- [GOAL] Copy word for word everything in the listing from the line containing "Reviewer note: confirm that each instance of the pancake carries" down to its end, leaving the pictures out of your answer.

- [INPUT ROWS]
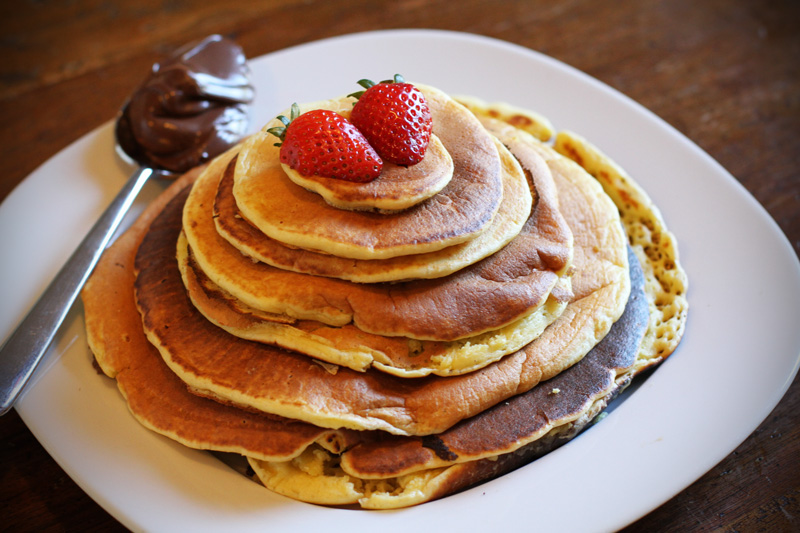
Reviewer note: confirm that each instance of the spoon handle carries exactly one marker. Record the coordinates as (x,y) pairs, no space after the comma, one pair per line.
(23,350)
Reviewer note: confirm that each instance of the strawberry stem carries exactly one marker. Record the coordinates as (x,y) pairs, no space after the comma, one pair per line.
(280,131)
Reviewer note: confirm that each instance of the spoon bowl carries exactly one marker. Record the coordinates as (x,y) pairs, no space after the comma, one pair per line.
(25,348)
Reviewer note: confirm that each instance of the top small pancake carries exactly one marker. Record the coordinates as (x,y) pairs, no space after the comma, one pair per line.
(514,211)
(397,187)
(292,215)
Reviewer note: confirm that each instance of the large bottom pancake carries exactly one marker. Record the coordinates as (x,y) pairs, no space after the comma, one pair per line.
(115,333)
(214,363)
(380,472)
(294,459)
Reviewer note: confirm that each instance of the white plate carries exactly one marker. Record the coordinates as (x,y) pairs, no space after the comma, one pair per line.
(731,370)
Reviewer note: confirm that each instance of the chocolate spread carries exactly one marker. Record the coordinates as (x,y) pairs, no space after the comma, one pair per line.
(191,108)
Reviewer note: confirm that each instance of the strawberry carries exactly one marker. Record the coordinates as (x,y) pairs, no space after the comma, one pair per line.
(395,119)
(324,143)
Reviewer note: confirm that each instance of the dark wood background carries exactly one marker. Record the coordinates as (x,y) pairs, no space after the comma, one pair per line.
(724,73)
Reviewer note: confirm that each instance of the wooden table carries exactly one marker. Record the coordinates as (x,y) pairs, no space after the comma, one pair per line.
(725,73)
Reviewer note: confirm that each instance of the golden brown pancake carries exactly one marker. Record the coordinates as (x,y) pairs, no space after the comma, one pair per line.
(214,363)
(162,403)
(116,333)
(155,396)
(381,471)
(350,347)
(512,283)
(294,216)
(514,211)
(652,242)
(396,188)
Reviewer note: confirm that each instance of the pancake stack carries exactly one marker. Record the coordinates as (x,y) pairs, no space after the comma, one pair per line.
(390,343)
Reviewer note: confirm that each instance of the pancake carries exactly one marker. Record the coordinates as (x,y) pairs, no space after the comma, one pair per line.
(396,188)
(513,282)
(295,450)
(507,223)
(229,369)
(155,396)
(296,217)
(350,347)
(381,472)
(652,242)
(523,119)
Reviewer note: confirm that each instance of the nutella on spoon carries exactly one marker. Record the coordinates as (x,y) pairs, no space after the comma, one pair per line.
(192,107)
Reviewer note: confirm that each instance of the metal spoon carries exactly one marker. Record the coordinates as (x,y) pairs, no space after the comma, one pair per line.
(24,349)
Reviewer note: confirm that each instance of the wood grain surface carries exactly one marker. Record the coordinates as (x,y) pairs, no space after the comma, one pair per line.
(724,73)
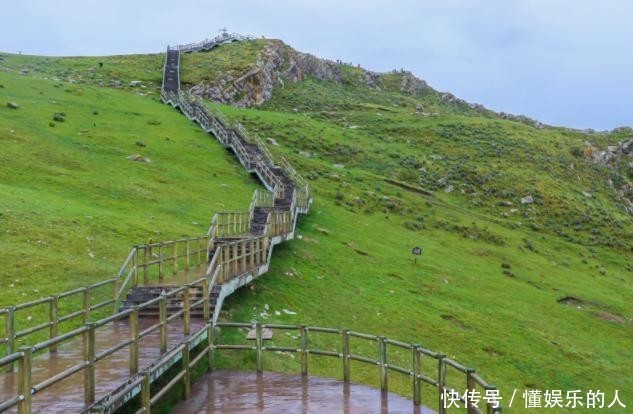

- [SOLUTION TO THE EXERCISE]
Reviewer note: confirm that each instance of the pancake carries exactly one marker. Record the coordinates as (x,y) pairs, no space after the comma, one pair per line.
(396,188)
(513,282)
(295,450)
(507,223)
(229,369)
(155,396)
(296,217)
(350,347)
(381,472)
(652,242)
(523,119)
Reviewer note: confirm that each instance of the nutella on spoon carries exactly one marker. Record the coordinates as (x,y) pairs, no space after the comma, one pair per line.
(192,107)
Reviewer note: confirm that each instance of the metal spoon carries exactly one marker. Record the coordinates as (x,y) pairs, no space after the comma, one pair per line.
(24,349)
Reviewer note: confirm that each instance of the wood grain surface carries exactly one marker. Record the coordinates as (x,y) pairs, no space after the comma, one pair per line.
(724,73)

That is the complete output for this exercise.